■ **Instruction**: Find each line of the data below that contains the word "glove" and copy those lines out.

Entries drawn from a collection
═══

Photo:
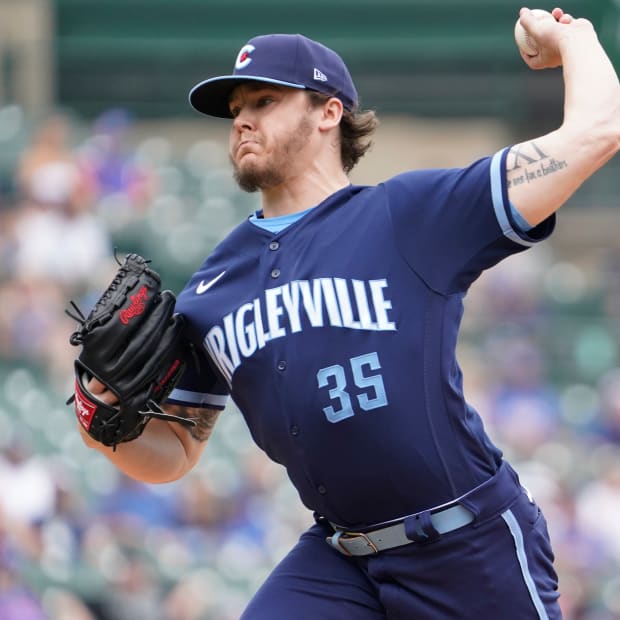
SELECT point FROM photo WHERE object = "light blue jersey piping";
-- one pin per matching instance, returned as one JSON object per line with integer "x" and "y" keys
{"x": 517, "y": 536}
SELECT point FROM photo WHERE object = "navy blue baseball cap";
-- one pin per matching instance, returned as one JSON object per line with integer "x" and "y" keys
{"x": 285, "y": 59}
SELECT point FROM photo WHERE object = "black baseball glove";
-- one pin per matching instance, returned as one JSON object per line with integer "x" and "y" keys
{"x": 131, "y": 342}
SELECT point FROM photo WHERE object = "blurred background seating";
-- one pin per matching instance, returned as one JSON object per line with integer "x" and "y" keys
{"x": 100, "y": 153}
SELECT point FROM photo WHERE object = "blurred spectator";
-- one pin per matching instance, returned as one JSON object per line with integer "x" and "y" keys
{"x": 523, "y": 409}
{"x": 606, "y": 425}
{"x": 28, "y": 487}
{"x": 49, "y": 173}
{"x": 17, "y": 602}
{"x": 120, "y": 182}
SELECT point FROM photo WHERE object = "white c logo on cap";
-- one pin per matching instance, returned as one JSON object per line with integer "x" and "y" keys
{"x": 244, "y": 58}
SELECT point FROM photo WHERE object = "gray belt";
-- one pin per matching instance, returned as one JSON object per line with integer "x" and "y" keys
{"x": 390, "y": 536}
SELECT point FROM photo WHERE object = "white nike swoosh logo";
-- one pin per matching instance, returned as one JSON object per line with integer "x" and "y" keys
{"x": 203, "y": 288}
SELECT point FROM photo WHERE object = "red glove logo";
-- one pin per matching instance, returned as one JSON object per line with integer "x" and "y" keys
{"x": 84, "y": 408}
{"x": 136, "y": 307}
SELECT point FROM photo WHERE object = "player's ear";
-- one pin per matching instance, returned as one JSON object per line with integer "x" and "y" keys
{"x": 331, "y": 113}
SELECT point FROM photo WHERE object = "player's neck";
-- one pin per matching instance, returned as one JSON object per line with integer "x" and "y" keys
{"x": 301, "y": 193}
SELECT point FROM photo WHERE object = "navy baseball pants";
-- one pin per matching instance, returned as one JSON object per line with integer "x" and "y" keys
{"x": 500, "y": 566}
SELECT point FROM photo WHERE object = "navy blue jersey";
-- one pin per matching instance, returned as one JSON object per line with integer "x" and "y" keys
{"x": 336, "y": 338}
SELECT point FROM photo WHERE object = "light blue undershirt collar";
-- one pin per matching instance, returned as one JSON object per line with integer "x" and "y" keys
{"x": 279, "y": 223}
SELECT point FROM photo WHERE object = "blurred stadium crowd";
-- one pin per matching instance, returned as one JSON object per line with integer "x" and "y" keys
{"x": 79, "y": 541}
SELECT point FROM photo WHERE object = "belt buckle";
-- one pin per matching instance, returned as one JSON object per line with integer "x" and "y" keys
{"x": 336, "y": 541}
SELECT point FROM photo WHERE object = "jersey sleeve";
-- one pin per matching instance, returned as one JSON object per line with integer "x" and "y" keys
{"x": 452, "y": 224}
{"x": 200, "y": 385}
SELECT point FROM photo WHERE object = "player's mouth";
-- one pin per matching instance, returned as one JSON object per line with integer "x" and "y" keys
{"x": 245, "y": 147}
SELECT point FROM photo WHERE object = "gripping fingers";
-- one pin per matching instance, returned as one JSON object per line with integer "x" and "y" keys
{"x": 96, "y": 388}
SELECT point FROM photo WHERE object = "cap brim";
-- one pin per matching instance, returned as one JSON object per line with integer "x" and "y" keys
{"x": 212, "y": 96}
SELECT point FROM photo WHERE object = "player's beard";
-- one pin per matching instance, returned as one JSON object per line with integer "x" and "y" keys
{"x": 254, "y": 177}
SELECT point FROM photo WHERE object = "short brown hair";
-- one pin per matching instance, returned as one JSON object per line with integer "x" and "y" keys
{"x": 356, "y": 129}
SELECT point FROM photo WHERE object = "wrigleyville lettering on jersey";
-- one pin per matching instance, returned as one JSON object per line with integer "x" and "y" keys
{"x": 305, "y": 304}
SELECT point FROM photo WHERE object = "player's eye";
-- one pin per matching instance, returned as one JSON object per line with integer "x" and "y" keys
{"x": 264, "y": 101}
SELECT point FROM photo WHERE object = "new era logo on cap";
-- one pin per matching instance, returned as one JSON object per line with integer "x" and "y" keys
{"x": 286, "y": 59}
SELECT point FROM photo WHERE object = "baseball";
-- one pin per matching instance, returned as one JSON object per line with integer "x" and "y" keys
{"x": 526, "y": 42}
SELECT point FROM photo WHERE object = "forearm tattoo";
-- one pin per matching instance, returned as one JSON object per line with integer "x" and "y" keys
{"x": 527, "y": 163}
{"x": 205, "y": 419}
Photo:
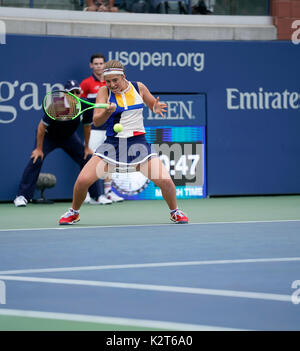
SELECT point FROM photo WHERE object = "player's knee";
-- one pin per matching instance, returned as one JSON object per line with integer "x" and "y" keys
{"x": 82, "y": 181}
{"x": 165, "y": 184}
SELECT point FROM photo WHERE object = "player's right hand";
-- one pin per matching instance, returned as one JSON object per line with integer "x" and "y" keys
{"x": 36, "y": 153}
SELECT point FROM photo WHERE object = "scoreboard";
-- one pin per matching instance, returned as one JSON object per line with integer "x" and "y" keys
{"x": 182, "y": 151}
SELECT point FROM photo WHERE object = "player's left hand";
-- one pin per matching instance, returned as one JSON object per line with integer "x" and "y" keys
{"x": 159, "y": 107}
{"x": 87, "y": 151}
{"x": 111, "y": 108}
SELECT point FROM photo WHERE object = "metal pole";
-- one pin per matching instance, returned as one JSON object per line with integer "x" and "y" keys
{"x": 268, "y": 7}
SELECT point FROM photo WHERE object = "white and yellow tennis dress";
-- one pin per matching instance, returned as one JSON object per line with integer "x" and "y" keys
{"x": 129, "y": 147}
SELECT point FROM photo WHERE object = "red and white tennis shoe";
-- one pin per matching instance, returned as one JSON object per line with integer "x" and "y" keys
{"x": 70, "y": 217}
{"x": 179, "y": 217}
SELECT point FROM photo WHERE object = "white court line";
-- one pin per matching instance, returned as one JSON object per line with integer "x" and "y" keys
{"x": 68, "y": 227}
{"x": 113, "y": 320}
{"x": 151, "y": 287}
{"x": 150, "y": 265}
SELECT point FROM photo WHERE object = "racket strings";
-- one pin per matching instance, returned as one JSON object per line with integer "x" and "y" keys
{"x": 61, "y": 106}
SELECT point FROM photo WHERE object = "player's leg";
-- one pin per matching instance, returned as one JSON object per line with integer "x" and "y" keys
{"x": 155, "y": 170}
{"x": 97, "y": 138}
{"x": 73, "y": 146}
{"x": 95, "y": 168}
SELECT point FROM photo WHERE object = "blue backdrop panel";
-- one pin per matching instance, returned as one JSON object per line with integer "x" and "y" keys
{"x": 252, "y": 104}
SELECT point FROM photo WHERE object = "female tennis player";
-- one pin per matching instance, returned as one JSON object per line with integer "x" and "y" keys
{"x": 126, "y": 148}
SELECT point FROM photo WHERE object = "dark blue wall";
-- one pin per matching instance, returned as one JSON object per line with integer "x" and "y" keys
{"x": 250, "y": 150}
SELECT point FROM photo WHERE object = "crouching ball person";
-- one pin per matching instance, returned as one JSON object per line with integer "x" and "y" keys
{"x": 126, "y": 148}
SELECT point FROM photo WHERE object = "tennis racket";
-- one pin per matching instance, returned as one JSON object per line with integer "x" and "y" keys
{"x": 61, "y": 105}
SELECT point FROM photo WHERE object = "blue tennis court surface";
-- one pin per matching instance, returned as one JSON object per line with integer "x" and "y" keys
{"x": 206, "y": 276}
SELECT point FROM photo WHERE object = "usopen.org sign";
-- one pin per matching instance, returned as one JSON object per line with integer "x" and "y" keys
{"x": 17, "y": 97}
{"x": 182, "y": 109}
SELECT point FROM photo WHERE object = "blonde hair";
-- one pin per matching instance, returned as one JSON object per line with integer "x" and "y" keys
{"x": 113, "y": 64}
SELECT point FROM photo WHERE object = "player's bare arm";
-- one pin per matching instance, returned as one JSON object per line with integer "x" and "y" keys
{"x": 153, "y": 103}
{"x": 38, "y": 151}
{"x": 101, "y": 115}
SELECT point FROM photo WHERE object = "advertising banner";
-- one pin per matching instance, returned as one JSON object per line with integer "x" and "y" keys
{"x": 246, "y": 96}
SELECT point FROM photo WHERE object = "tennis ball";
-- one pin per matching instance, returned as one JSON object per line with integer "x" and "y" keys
{"x": 118, "y": 127}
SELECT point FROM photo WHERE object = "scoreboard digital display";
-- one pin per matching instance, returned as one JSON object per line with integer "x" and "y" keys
{"x": 182, "y": 151}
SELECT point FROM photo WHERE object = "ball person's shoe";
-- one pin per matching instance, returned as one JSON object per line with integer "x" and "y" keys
{"x": 178, "y": 216}
{"x": 70, "y": 217}
{"x": 102, "y": 200}
{"x": 114, "y": 197}
{"x": 20, "y": 201}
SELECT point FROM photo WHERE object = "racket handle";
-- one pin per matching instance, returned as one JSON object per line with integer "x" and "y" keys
{"x": 101, "y": 105}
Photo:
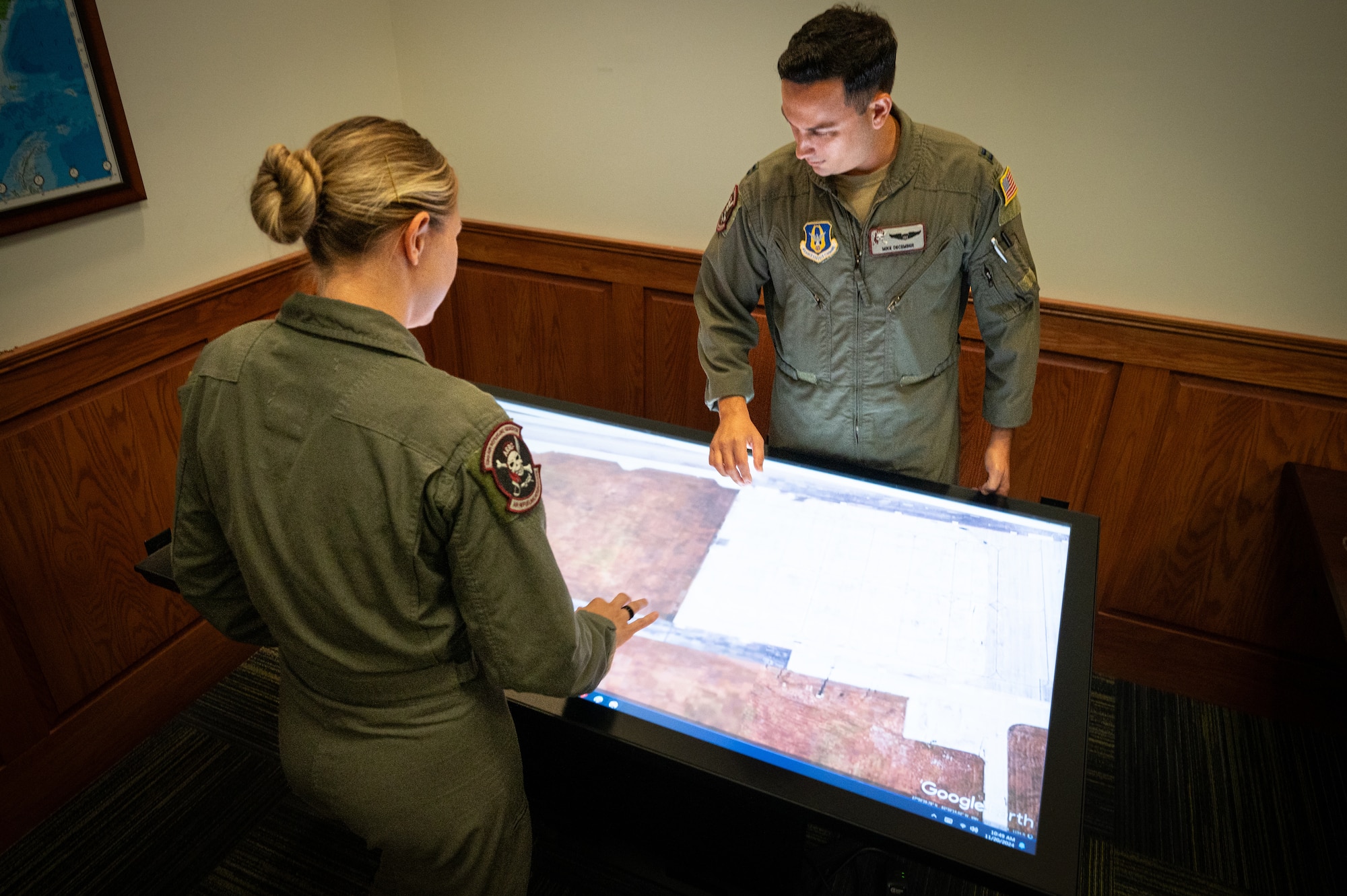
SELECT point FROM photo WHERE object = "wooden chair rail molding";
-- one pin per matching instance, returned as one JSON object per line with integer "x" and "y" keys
{"x": 1173, "y": 431}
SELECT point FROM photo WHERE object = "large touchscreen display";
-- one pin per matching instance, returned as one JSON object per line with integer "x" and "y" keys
{"x": 886, "y": 641}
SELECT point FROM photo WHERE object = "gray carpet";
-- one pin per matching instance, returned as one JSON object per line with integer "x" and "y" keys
{"x": 1181, "y": 798}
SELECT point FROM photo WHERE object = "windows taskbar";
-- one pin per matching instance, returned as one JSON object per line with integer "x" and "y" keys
{"x": 927, "y": 809}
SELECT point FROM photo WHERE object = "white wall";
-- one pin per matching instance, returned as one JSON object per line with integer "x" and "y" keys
{"x": 1182, "y": 158}
{"x": 1179, "y": 158}
{"x": 207, "y": 86}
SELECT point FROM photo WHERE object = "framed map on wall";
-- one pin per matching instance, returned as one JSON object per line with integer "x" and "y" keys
{"x": 65, "y": 148}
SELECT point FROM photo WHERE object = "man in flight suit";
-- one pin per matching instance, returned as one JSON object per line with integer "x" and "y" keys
{"x": 864, "y": 238}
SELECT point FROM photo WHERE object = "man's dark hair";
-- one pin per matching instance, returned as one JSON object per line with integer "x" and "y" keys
{"x": 853, "y": 43}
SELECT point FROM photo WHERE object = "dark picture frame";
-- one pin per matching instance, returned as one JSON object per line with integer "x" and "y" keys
{"x": 131, "y": 188}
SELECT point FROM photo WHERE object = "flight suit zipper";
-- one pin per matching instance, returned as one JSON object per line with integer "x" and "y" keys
{"x": 859, "y": 354}
{"x": 917, "y": 273}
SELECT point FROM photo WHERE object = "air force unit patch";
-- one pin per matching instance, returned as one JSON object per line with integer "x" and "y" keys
{"x": 511, "y": 466}
{"x": 1008, "y": 187}
{"x": 820, "y": 244}
{"x": 892, "y": 241}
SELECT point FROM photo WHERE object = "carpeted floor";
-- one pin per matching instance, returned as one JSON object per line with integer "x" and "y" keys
{"x": 1182, "y": 798}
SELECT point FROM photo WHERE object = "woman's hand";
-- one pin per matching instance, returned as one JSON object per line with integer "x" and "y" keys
{"x": 616, "y": 611}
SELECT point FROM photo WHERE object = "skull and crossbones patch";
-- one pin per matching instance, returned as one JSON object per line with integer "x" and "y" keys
{"x": 508, "y": 460}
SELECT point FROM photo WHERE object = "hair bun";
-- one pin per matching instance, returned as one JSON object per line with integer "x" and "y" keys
{"x": 285, "y": 197}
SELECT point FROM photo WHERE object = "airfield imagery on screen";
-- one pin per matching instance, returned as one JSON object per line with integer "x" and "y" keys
{"x": 892, "y": 644}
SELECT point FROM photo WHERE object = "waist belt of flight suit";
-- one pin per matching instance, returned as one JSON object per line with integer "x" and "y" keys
{"x": 376, "y": 689}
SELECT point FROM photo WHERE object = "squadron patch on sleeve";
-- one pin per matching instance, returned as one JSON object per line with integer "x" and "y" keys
{"x": 1008, "y": 187}
{"x": 728, "y": 213}
{"x": 508, "y": 460}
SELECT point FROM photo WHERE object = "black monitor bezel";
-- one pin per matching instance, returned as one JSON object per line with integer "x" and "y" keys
{"x": 1054, "y": 867}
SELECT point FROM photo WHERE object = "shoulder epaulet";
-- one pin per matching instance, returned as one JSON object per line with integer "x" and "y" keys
{"x": 224, "y": 358}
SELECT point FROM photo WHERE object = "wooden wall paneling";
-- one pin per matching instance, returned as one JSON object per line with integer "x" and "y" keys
{"x": 52, "y": 369}
{"x": 86, "y": 487}
{"x": 585, "y": 257}
{"x": 676, "y": 384}
{"x": 440, "y": 339}
{"x": 1200, "y": 543}
{"x": 92, "y": 658}
{"x": 25, "y": 719}
{"x": 549, "y": 335}
{"x": 1221, "y": 351}
{"x": 111, "y": 724}
{"x": 1221, "y": 672}
{"x": 1054, "y": 455}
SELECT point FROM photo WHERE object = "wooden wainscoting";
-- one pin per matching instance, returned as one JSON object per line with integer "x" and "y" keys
{"x": 92, "y": 657}
{"x": 1174, "y": 432}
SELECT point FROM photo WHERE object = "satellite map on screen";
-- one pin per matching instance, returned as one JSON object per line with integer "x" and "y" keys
{"x": 53, "y": 136}
{"x": 902, "y": 644}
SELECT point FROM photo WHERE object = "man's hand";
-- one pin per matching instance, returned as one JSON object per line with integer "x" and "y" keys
{"x": 999, "y": 463}
{"x": 616, "y": 613}
{"x": 733, "y": 439}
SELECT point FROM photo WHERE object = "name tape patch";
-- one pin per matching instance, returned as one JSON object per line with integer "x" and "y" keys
{"x": 513, "y": 469}
{"x": 892, "y": 241}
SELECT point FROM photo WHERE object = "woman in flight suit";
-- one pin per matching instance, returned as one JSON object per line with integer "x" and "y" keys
{"x": 382, "y": 524}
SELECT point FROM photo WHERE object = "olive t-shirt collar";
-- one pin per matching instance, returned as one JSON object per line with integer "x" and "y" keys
{"x": 347, "y": 322}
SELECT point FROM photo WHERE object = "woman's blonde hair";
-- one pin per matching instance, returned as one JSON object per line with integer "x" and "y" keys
{"x": 356, "y": 182}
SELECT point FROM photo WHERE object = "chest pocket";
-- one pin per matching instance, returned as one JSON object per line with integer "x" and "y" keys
{"x": 801, "y": 318}
{"x": 922, "y": 315}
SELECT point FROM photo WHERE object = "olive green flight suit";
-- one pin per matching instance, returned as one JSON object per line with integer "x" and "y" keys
{"x": 865, "y": 314}
{"x": 332, "y": 501}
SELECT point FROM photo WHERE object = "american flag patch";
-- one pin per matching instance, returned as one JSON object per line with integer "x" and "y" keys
{"x": 1008, "y": 187}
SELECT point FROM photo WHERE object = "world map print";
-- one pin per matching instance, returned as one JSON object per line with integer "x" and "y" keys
{"x": 55, "y": 140}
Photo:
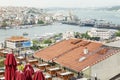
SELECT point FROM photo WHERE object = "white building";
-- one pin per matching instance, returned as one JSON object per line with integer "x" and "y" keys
{"x": 68, "y": 35}
{"x": 18, "y": 42}
{"x": 102, "y": 33}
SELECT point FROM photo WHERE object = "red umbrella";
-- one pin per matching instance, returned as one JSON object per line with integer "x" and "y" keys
{"x": 39, "y": 75}
{"x": 30, "y": 67}
{"x": 28, "y": 74}
{"x": 10, "y": 67}
{"x": 20, "y": 76}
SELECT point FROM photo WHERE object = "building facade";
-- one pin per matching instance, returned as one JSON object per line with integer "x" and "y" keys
{"x": 102, "y": 33}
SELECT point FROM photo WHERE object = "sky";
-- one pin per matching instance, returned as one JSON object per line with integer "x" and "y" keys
{"x": 60, "y": 3}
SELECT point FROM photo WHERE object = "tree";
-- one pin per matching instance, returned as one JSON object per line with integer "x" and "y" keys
{"x": 4, "y": 24}
{"x": 117, "y": 33}
{"x": 40, "y": 22}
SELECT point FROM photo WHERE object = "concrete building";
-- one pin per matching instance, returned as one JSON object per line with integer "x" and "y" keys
{"x": 90, "y": 57}
{"x": 68, "y": 35}
{"x": 102, "y": 33}
{"x": 18, "y": 42}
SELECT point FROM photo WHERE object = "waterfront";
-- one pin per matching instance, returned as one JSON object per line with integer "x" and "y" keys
{"x": 112, "y": 16}
{"x": 41, "y": 30}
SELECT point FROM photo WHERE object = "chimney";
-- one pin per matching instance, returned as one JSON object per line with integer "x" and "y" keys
{"x": 85, "y": 50}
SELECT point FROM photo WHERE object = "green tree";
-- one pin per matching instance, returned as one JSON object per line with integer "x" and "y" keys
{"x": 40, "y": 22}
{"x": 4, "y": 24}
{"x": 117, "y": 33}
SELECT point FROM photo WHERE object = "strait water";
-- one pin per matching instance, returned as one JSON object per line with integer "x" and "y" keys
{"x": 112, "y": 16}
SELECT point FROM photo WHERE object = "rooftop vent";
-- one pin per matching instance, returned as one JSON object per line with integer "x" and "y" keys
{"x": 82, "y": 59}
{"x": 85, "y": 51}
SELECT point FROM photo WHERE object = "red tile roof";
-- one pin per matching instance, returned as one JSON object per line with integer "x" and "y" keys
{"x": 17, "y": 38}
{"x": 69, "y": 53}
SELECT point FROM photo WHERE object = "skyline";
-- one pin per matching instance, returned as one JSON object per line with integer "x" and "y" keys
{"x": 60, "y": 3}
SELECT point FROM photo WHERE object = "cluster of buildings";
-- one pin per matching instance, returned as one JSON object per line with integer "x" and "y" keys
{"x": 14, "y": 16}
{"x": 102, "y": 33}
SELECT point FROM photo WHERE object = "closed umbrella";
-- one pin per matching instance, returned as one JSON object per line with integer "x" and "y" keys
{"x": 38, "y": 75}
{"x": 10, "y": 67}
{"x": 30, "y": 67}
{"x": 28, "y": 74}
{"x": 20, "y": 76}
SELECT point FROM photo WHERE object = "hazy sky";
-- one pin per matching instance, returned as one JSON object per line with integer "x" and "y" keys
{"x": 60, "y": 3}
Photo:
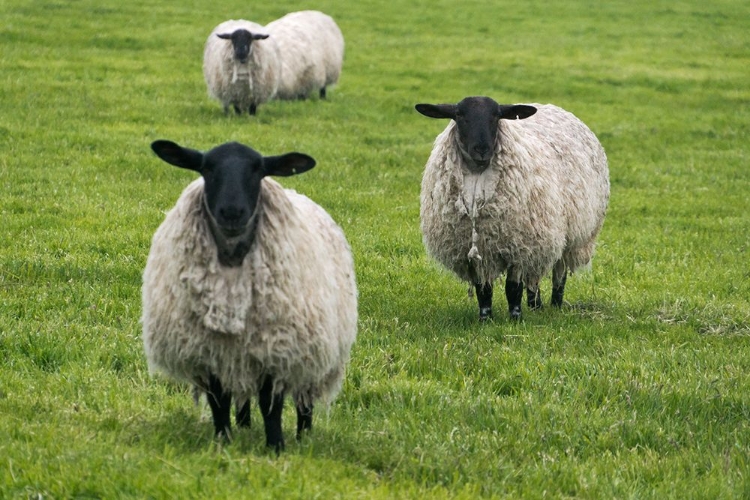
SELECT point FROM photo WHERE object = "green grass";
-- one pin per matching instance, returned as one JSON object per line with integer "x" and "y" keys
{"x": 637, "y": 389}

═══

■ **Written answer**:
SELECT point FROM photo WHERE object = "black baseball glove";
SELECT point FROM photo WHERE object = "red glove logo";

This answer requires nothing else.